_Set exercise_
Find each line below that contains the string "eave" and copy every such line in full.

_Dataset extract_
#####

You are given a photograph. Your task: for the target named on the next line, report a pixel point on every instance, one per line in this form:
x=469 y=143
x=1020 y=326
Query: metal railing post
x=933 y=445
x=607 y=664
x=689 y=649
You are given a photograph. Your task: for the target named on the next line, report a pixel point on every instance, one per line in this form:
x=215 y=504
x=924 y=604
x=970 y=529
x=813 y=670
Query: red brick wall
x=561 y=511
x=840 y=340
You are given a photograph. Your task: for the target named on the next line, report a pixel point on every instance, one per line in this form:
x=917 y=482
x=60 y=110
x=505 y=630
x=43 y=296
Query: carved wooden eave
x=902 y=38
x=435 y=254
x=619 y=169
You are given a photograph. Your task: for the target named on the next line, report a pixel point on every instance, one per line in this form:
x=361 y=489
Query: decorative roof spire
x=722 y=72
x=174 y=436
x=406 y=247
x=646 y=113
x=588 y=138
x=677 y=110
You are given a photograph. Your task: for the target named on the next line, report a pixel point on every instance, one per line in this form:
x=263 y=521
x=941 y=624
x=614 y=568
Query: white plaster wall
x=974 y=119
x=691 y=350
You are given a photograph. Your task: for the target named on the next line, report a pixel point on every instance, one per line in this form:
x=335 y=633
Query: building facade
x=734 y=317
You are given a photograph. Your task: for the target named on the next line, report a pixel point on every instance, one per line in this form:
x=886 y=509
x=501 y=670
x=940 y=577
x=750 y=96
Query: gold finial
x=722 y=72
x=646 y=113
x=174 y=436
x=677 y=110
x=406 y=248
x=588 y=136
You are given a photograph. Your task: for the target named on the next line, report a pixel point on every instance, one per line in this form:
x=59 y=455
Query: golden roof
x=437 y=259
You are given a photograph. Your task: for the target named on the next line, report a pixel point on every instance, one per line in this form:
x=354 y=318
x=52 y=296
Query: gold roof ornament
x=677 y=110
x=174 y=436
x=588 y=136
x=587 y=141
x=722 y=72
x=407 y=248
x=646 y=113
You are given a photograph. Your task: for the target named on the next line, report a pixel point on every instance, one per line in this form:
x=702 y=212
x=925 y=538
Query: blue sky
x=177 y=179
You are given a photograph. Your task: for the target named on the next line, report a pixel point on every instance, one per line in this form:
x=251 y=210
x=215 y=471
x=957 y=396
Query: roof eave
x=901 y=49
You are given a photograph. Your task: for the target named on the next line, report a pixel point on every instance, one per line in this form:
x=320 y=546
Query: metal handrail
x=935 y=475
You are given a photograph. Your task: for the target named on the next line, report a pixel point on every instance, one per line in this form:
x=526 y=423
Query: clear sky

#####

_Written response_
Query: carved wooden eave
Query: roof eave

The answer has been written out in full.